(Vermeldingen van gelabelde punten)
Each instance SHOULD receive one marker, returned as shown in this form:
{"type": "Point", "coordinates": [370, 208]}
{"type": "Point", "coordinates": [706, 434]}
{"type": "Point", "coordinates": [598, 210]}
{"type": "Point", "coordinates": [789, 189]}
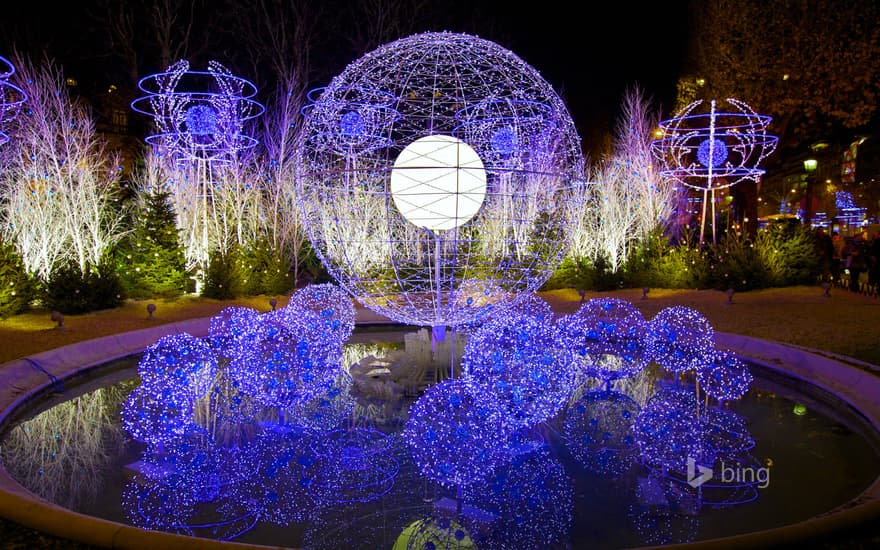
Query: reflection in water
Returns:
{"type": "Point", "coordinates": [53, 452]}
{"type": "Point", "coordinates": [485, 460]}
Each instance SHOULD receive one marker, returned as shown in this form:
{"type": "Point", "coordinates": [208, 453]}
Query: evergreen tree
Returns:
{"type": "Point", "coordinates": [151, 261]}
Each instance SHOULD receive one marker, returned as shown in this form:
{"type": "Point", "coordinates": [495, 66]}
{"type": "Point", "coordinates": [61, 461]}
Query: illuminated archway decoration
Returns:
{"type": "Point", "coordinates": [712, 150]}
{"type": "Point", "coordinates": [11, 97]}
{"type": "Point", "coordinates": [405, 229]}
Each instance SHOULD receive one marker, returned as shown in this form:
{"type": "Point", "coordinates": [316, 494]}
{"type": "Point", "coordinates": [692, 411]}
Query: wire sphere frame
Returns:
{"type": "Point", "coordinates": [713, 150]}
{"type": "Point", "coordinates": [11, 97]}
{"type": "Point", "coordinates": [441, 84]}
{"type": "Point", "coordinates": [174, 109]}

- [Opdracht] Werk de vermeldingen hierboven bij door overal "marker" te vervangen door "dot" en laat al het overige ongewijzigd. Neem de afbeeldingen niet op in je antwoord.

- [Oplossing]
Each instance SHOULD receive one dot, returned as shown in this form:
{"type": "Point", "coordinates": [370, 208]}
{"type": "Point", "coordinates": [706, 434]}
{"type": "Point", "coordinates": [598, 210]}
{"type": "Point", "coordinates": [789, 189]}
Query: reflection in water
Returns:
{"type": "Point", "coordinates": [53, 452]}
{"type": "Point", "coordinates": [485, 460]}
Each instance SHOULD receive one dot, returned as shown in this form:
{"type": "Point", "coordinates": [208, 453]}
Query: evergreen tree
Returns:
{"type": "Point", "coordinates": [151, 261]}
Each instance SHOULD receive one dot, returned as shown in this form:
{"type": "Point", "coordinates": [495, 66]}
{"type": "Point", "coordinates": [61, 461]}
Query: illuminated archway decoration
Returns:
{"type": "Point", "coordinates": [712, 150]}
{"type": "Point", "coordinates": [11, 97]}
{"type": "Point", "coordinates": [405, 229]}
Each instance SHOULD receive one dot, returned as shown in this form:
{"type": "Point", "coordinates": [316, 494]}
{"type": "Point", "coordinates": [692, 411]}
Query: wire sphere frame
Returns:
{"type": "Point", "coordinates": [713, 150]}
{"type": "Point", "coordinates": [11, 97]}
{"type": "Point", "coordinates": [441, 84]}
{"type": "Point", "coordinates": [174, 109]}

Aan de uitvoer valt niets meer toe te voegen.